WORK ITEM:
Apart from the images, every record below must be given again without alteration.

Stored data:
======

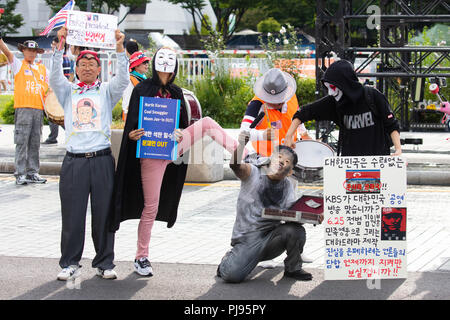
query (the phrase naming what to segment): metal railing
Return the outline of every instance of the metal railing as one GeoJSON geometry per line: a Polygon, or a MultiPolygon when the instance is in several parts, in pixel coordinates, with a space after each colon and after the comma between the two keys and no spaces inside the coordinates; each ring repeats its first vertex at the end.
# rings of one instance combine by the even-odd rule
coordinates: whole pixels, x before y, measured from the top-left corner
{"type": "MultiPolygon", "coordinates": [[[[23,59],[23,54],[20,51],[13,51],[12,52],[16,58],[23,59]]],[[[115,52],[104,52],[100,51],[98,52],[100,63],[102,67],[102,72],[100,74],[101,81],[109,81],[112,76],[116,72],[116,65],[117,65],[117,57],[115,52]]],[[[52,60],[52,53],[51,52],[45,52],[41,55],[38,55],[36,58],[36,63],[42,63],[48,70],[48,72],[51,72],[51,60],[52,60]]],[[[7,65],[7,76],[6,80],[8,83],[8,91],[14,91],[14,75],[11,70],[11,66],[7,65]]]]}
{"type": "MultiPolygon", "coordinates": [[[[13,51],[13,54],[18,59],[23,59],[23,54],[21,52],[13,51]]],[[[116,53],[99,51],[98,55],[102,67],[101,80],[109,81],[116,72],[116,53]]],[[[45,52],[38,55],[36,62],[44,64],[50,72],[51,59],[52,53],[45,52]]],[[[265,58],[218,58],[215,60],[209,58],[179,58],[178,63],[178,73],[183,77],[186,77],[189,82],[195,82],[206,74],[209,74],[212,67],[223,67],[225,69],[232,70],[233,74],[236,76],[247,76],[249,73],[258,75],[269,69],[268,61],[265,58]]],[[[12,74],[9,65],[7,66],[7,71],[6,80],[8,81],[8,85],[12,91],[14,88],[14,75],[12,74]]]]}
{"type": "MultiPolygon", "coordinates": [[[[14,51],[13,53],[18,59],[23,59],[21,52],[14,51]]],[[[103,82],[109,81],[116,72],[116,53],[112,51],[99,51],[98,55],[102,67],[101,80],[103,82]]],[[[50,72],[51,58],[52,53],[48,51],[38,55],[36,62],[43,63],[50,72]]],[[[209,75],[211,71],[217,71],[217,68],[229,70],[236,77],[249,77],[253,79],[272,67],[267,58],[179,58],[178,63],[178,74],[185,77],[189,83],[194,83],[205,75],[209,75]]],[[[7,68],[6,80],[9,90],[13,91],[14,76],[9,65],[7,68]]]]}

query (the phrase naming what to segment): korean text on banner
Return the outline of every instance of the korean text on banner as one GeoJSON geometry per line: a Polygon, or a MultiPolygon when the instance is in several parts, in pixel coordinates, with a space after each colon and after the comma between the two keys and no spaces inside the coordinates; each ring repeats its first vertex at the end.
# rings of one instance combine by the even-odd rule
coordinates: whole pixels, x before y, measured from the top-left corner
{"type": "Polygon", "coordinates": [[[144,136],[138,140],[136,158],[177,159],[175,129],[179,127],[180,100],[141,97],[138,128],[144,136]]]}
{"type": "Polygon", "coordinates": [[[70,11],[67,43],[75,46],[115,49],[118,18],[113,15],[70,11]]]}
{"type": "Polygon", "coordinates": [[[326,158],[323,177],[325,279],[406,278],[405,160],[326,158]]]}

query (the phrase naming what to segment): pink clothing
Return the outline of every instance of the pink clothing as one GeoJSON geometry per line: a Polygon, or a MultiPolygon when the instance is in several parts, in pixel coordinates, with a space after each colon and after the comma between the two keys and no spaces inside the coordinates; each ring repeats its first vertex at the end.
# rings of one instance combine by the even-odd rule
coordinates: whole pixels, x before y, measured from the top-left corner
{"type": "MultiPolygon", "coordinates": [[[[217,143],[233,152],[238,142],[227,135],[225,130],[209,117],[202,118],[182,131],[183,139],[178,144],[178,155],[184,152],[203,136],[209,135],[217,143]]],[[[159,194],[164,172],[169,160],[141,159],[141,179],[144,192],[144,209],[138,227],[136,259],[148,257],[150,237],[158,213],[159,194]]]]}

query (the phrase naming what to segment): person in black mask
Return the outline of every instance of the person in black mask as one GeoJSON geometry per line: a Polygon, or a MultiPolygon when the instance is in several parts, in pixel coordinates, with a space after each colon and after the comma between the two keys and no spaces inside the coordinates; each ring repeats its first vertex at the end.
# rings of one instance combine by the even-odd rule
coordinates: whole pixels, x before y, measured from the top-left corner
{"type": "Polygon", "coordinates": [[[285,145],[293,147],[294,132],[306,121],[333,121],[339,126],[338,155],[369,156],[402,154],[400,128],[386,97],[363,86],[347,60],[330,65],[322,79],[328,95],[302,107],[293,116],[285,145]]]}

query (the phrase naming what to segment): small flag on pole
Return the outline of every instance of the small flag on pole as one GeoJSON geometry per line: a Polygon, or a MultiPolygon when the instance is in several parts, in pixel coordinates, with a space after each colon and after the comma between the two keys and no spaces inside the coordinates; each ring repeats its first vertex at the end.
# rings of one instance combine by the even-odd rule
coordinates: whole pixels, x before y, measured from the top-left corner
{"type": "Polygon", "coordinates": [[[70,0],[69,2],[67,2],[66,5],[62,7],[62,9],[59,10],[57,14],[55,14],[50,20],[48,20],[47,28],[45,28],[44,31],[42,31],[39,35],[47,36],[53,29],[65,25],[69,11],[73,9],[74,5],[75,5],[74,0],[70,0]]]}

======

WRITTEN RESPONSE:
query (the phrase naming what to segment): metal railing
Return the outline of every instance of the metal railing as one GeoJSON geometry per line: a Polygon, or a MultiPolygon when the instance is in several parts, in pixel coordinates, with a space after each colon and after the comma between the two keys and no spaces inside the coordinates; each ring repeats its first vertex at the end.
# rings of one instance combine by the even-odd rule
coordinates: whole pixels, x before y, measured from the top-left corner
{"type": "MultiPolygon", "coordinates": [[[[23,59],[23,54],[20,51],[13,51],[12,52],[16,58],[23,59]]],[[[115,52],[104,52],[100,51],[98,52],[100,63],[102,67],[102,72],[100,74],[101,81],[109,81],[112,76],[116,72],[116,65],[117,65],[117,57],[115,52]]],[[[52,60],[52,53],[51,52],[45,52],[41,55],[38,55],[36,58],[36,63],[42,63],[48,70],[48,72],[51,72],[51,60],[52,60]]],[[[7,65],[7,76],[6,80],[8,83],[8,91],[14,91],[14,75],[11,70],[11,66],[7,65]]]]}
{"type": "MultiPolygon", "coordinates": [[[[13,51],[13,54],[18,59],[23,59],[23,54],[21,52],[13,51]]],[[[116,53],[99,51],[98,55],[102,67],[101,80],[109,81],[116,72],[116,53]]],[[[45,52],[38,55],[36,62],[44,64],[50,72],[51,59],[52,53],[45,52]]],[[[265,58],[218,58],[215,60],[209,58],[179,58],[178,63],[178,73],[183,77],[186,77],[189,82],[195,82],[206,74],[209,74],[212,67],[223,67],[225,69],[232,70],[233,74],[236,76],[247,76],[249,73],[258,75],[269,69],[268,61],[265,58]]],[[[12,74],[9,65],[7,66],[7,71],[6,80],[8,81],[8,85],[12,91],[14,88],[14,75],[12,74]]]]}
{"type": "MultiPolygon", "coordinates": [[[[14,51],[13,53],[18,59],[23,59],[21,52],[14,51]]],[[[103,82],[109,81],[116,72],[116,53],[112,51],[99,51],[98,55],[102,67],[101,80],[103,82]]],[[[50,72],[51,58],[52,53],[48,51],[38,55],[36,62],[43,63],[50,72]]],[[[209,75],[211,71],[217,71],[217,68],[229,70],[236,77],[249,77],[253,79],[272,67],[267,58],[179,58],[178,63],[178,74],[185,77],[189,83],[194,83],[205,75],[209,75]]],[[[7,68],[6,80],[9,90],[13,91],[14,76],[9,65],[7,68]]]]}

query (the phrase naming what to segment): korean text on banner
Return the outline of every instance of the korean text on banner as one GeoJSON geometry per line: a Polygon, or a MultiPolygon when the instance is in several parts, in pixel coordinates, with a space after each colon and after the comma between the two keys and no spaces inside the coordinates; each ring repeats its first vertex at the end.
# rings of one instance combine by the even-odd rule
coordinates: whole pixels, x before y, measured from the top-left corner
{"type": "Polygon", "coordinates": [[[144,136],[138,140],[136,158],[177,159],[175,129],[179,127],[180,100],[141,97],[138,128],[144,136]]]}
{"type": "Polygon", "coordinates": [[[70,11],[67,43],[75,46],[115,49],[118,18],[113,15],[70,11]]]}
{"type": "Polygon", "coordinates": [[[326,158],[323,177],[325,279],[406,278],[405,160],[326,158]]]}

query (the phrase naming what to segment): pink clothing
Return the outline of every instance of the pink clothing as one GeoJSON geometry per line: a Polygon, or a MultiPolygon when the instance is in several parts, in pixel coordinates, with a space after each colon and after the comma between the two keys and no spaces inside the coordinates; each ring repeats its first vertex at the end.
# rings of one instance combine by the even-odd rule
coordinates: whole pixels, x before y, measured from the top-left corner
{"type": "MultiPolygon", "coordinates": [[[[217,143],[233,152],[238,142],[227,135],[225,130],[209,117],[202,118],[182,131],[183,139],[178,144],[178,155],[184,152],[203,136],[209,135],[217,143]]],[[[159,194],[164,172],[169,160],[141,159],[141,179],[144,192],[144,209],[138,227],[136,259],[148,257],[150,237],[158,213],[159,194]]]]}

query (the phrase naming what to segment): person in black mask
Return the outline of every instance of the person in black mask as one GeoJSON geometry per line: a Polygon, or a MultiPolygon when the instance is in several parts, in pixel coordinates, with a space after each colon and after the comma between the two keys and no spaces inside the coordinates; each ring repeats its first vertex at the end.
# rings of one instance combine by the even-odd rule
coordinates: whole pixels, x before y, measured from the top-left corner
{"type": "Polygon", "coordinates": [[[285,145],[293,147],[294,132],[306,121],[333,121],[339,126],[338,155],[369,156],[402,154],[400,128],[386,97],[363,86],[347,60],[330,65],[322,79],[328,95],[302,107],[293,116],[285,145]]]}

query (the phrase naming what to segment): small flag on pole
Return the outline of every instance of the small flag on pole as one GeoJSON geometry per line: a Polygon, or a MultiPolygon when the instance is in several parts, in pixel coordinates, with a space after each colon and after the comma between the two keys and no spaces inside the coordinates; each ring repeats its first vertex at the end.
# rings of one instance combine by the even-odd rule
coordinates: whole pixels, x before y, measured from the top-left corner
{"type": "Polygon", "coordinates": [[[70,0],[69,2],[67,2],[66,5],[62,7],[62,9],[59,10],[57,14],[55,14],[50,20],[48,20],[47,28],[45,28],[44,31],[42,31],[39,35],[47,36],[53,29],[65,25],[69,11],[73,9],[74,5],[75,5],[74,0],[70,0]]]}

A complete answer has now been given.